■ Provided text ■
════════════════════

Myfanwy Montez was a beautiful nightclub singer from before the flood, and one of the few women to capture Louie's heart. She also captured the heart of Dai Brainbocs, who later kidnapped her. So far she is living in a nursing home paid for by Louie, who still loves her madly. She suffered the debilitating after effects of a love potion, concocted by Dai to try to make her love him; a potion based on neurochemistry, so very dangerous. By the end of The Unbearable Lightness Dai seemed to have found a cure for what was killing her, but this is by no means assured. In Don't Cry For Me Aberystwyth she has improved, but is given to bouts of darkness - running away from Louie until he hunted her down (chasing the Shrewsbury bus) and convinced her that he still loved her.

"Calamity" Jane, originally from Machynlleth, is Louie's assistant, whom he met as a tout in the Bingo hall during Aberystwyth Mon Amour. Aged 18 by The Unbearable Lightness she is more optimistic than Louie, and seems to base her detective technique on films. She investigated the old fire at Nanteos for a strange client, Gabriel Bassett, to gain her detectives licence. Her relationship with Louie is purely platonic, but no other lover of hers has been mentioned so far.

Dai Brainbocs is the evil scientific genius who Louie runs into. Dai is obsessed with Myfanwy and abducted her twice to try to make her love him. Physically he stopped growing aged 14, and has to use a wheelchair to get about. A truly brilliant school boy genius who discovered Cantref Gwaelod, reads and writes runes and even faked his own death in Mon Amour, he is described as a danger to humanity. His Promethean urge to do the unthinkable makes him dangerous, as does his emotional and moral detachment from experiments (e.g. trying to clone Jesus). At the end of The Unbearable Lightness he had found a potential cure for Myfanwy, and had turned his hideout into Myfanwy's idea of heaven as described in a school essay she wrote aged 9. What happened to him after he cured Myfanwy is not explained in the latest book, but he may have been returned to Shrewsbury prison.

Police Chief Llunos is tasked with keeping order in Aberystwyth. Hampered by official corruption and a limited budget he still tries to help Louie wherever possible. Both he and Louie were in the plane that bombed the dam attempting to stop it. His grandfather was one of the first 'Peelers' (Policeman) in Britain, something Llunos feels proud of; he is writing a book about him during The Unbearable Lightness. He is a cultured man who, despite his brutality, quotes Shakespeare (The Merchant of Venice in The Unbearable Lightness) and reads Latin. He has as a 'thinking spot' an old police office in Aberystwyth that has been abandoned - it is here that he keeps the infant skulls discovered at the Waifery. The willingness of central Police division to send him officers from Swansea to subvert his authority suggests he has made enemies higher up in the hierarchy.

════════════════════

■ Record set ■

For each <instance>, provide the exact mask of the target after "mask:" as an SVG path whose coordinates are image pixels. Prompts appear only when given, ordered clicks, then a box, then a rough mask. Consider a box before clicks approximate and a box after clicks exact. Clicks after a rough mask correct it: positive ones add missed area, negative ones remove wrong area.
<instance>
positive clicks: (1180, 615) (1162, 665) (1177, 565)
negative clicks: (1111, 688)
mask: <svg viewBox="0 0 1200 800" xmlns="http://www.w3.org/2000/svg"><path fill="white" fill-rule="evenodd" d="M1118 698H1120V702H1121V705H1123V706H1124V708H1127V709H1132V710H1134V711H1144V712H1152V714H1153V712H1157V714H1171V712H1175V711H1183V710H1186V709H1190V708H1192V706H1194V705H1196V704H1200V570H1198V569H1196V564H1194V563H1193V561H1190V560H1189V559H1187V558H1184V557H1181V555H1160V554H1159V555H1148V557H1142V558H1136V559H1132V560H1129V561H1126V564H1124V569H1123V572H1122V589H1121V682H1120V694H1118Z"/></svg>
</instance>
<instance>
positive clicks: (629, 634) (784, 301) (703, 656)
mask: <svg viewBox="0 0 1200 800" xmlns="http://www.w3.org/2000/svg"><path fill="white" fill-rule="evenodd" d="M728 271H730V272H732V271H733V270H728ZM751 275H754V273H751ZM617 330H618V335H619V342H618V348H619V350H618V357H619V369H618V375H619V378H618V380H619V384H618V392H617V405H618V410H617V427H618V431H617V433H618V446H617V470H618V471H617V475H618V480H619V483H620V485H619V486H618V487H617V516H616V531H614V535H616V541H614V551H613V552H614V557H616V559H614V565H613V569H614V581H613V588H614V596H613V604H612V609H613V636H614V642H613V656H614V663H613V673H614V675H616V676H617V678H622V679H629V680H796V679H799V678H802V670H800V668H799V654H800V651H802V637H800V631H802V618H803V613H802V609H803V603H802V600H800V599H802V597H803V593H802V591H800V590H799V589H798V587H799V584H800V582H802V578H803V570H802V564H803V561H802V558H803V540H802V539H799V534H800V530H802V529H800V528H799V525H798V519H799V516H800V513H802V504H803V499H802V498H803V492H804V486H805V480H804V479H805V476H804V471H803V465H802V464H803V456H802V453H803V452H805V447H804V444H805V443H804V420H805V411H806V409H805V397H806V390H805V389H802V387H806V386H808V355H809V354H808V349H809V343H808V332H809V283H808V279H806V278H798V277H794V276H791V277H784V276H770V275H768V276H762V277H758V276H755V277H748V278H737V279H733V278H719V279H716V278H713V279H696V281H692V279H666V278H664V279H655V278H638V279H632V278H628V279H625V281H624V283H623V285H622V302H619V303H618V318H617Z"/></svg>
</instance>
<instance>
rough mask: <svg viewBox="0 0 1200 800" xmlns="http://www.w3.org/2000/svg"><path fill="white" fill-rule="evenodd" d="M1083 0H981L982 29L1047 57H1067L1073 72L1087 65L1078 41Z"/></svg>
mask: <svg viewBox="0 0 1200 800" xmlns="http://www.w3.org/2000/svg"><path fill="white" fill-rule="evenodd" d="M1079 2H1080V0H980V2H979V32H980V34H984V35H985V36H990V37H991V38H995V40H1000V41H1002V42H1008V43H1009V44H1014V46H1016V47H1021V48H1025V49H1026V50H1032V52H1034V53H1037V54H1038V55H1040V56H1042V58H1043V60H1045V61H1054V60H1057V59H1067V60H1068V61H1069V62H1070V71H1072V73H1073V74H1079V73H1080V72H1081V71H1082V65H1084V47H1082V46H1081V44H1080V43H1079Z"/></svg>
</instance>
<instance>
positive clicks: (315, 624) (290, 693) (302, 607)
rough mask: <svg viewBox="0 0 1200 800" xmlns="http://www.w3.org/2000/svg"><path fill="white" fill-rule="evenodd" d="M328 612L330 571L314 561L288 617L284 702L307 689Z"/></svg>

════════════════════

■ List of tasks ■
A) Please return the passage from the Aberystwyth character sketches word for word, beginning at the words that have "Police Chief Llunos" and stopping after "in the hierarchy.".
B) Resume the Aberystwyth character sketches after their last sentence and continue writing in the same manner.

■ Answers to the exercise ■
A)
Police Chief Llunos is tasked with keeping order in Aberystwyth. Hampered by official corruption and a limited budget he still tries to help Louie wherever possible. Both he and Louie were in the plane that bombed the dam attempting to stop it. His grandfather was one of the first 'Peelers' (Policeman) in Britain, something Llunos feels proud of; he is writing a book about him during The Unbearable Lightness. He is a cultured man who, despite his brutality, quotes Shakespeare (The Merchant of Venice in The Unbearable Lightness) and reads Latin. He has as a 'thinking spot' an old police office in Aberystwyth that has been abandoned - it is here that he keeps the infant skulls discovered at the Waifery. The willingness of central Police division to send him officers from Swansea to subvert his authority suggests he has made enemies higher up in the hierarchy.

B)
Sospan (Welsh for 'Saucepan'); the promenade's ice-cream seller cum philosopher, and tipster to Louie. It is implied that he has a dark past, but Louie wonders whether his dark secret is that he has no secret. He specialises in weird ice cream flavours, such as absinthe, and has ironic names for his ice cream, notably his (now withdrawn) "hornucopia". Many fans believe he did covert work during the Patagonian war, although the jagged scar on his cheek is the only evidence of a more violent previous life. The opening chapter of Aberystwyth Mon Amour quotes him as saying he does not have friends, because he loses too many work days attending funerals, which is symbolic of Sospan's moral detachment. In The Unbearable Lightness he orders Louie never to ask him how he came by his scar, and it is revealed that in all the time Louie has known him he has never left his booth. He tells Louie that he has an arrangement with the local magistrate -"I don't judge and he doesn't sell ice-cream in his court".

Eeyore is Louie's father, and the man who runs donkey rides along the promenade. Previously a member of the local police force, he retired early for reasons unknown; his career involved tracking Frankie Mephisto (a gangster) and arresting a Raven (a Druid assassin). A widower, he is devoted to his son and also his donkeys. His name is, unsurprisingly, a reference to Eeyore.

Mrs. Llantrisant swabbed Louie's steps in Aberystwyth Mon Amour, but also led a double life, plotting to destroy the Aberystwyth dam. Having originally gone over as a prostitute, she later became famous as a fighter during the Patagonian War where Lieutenant Llantrisant was more often known as Gwenno Guevara - a ruthless fighter and torturer. She wrote a book about forensic meteorology called "Red Sky at Night", which Calamity used to solve the riddle of the Nanteos fire. She was head of ESSJAT - an elite secret force of radical Christians against corruption, hence her interest in creating a flood...another deluge. After her role as bombardier for the dam raid she was imprisoned on an island near Aberystwyth until she escaped in Last Tango and with Herod Jenkins. At the end of Last Tango she is missing, believed dead and in Don't Cry for Me she is in a travelling circus dying of some unknown illness (potentially voodoo magic). It is not known why she is known as Mrs. Llantrisant, and there has never been mention of a Mr Llantrisant.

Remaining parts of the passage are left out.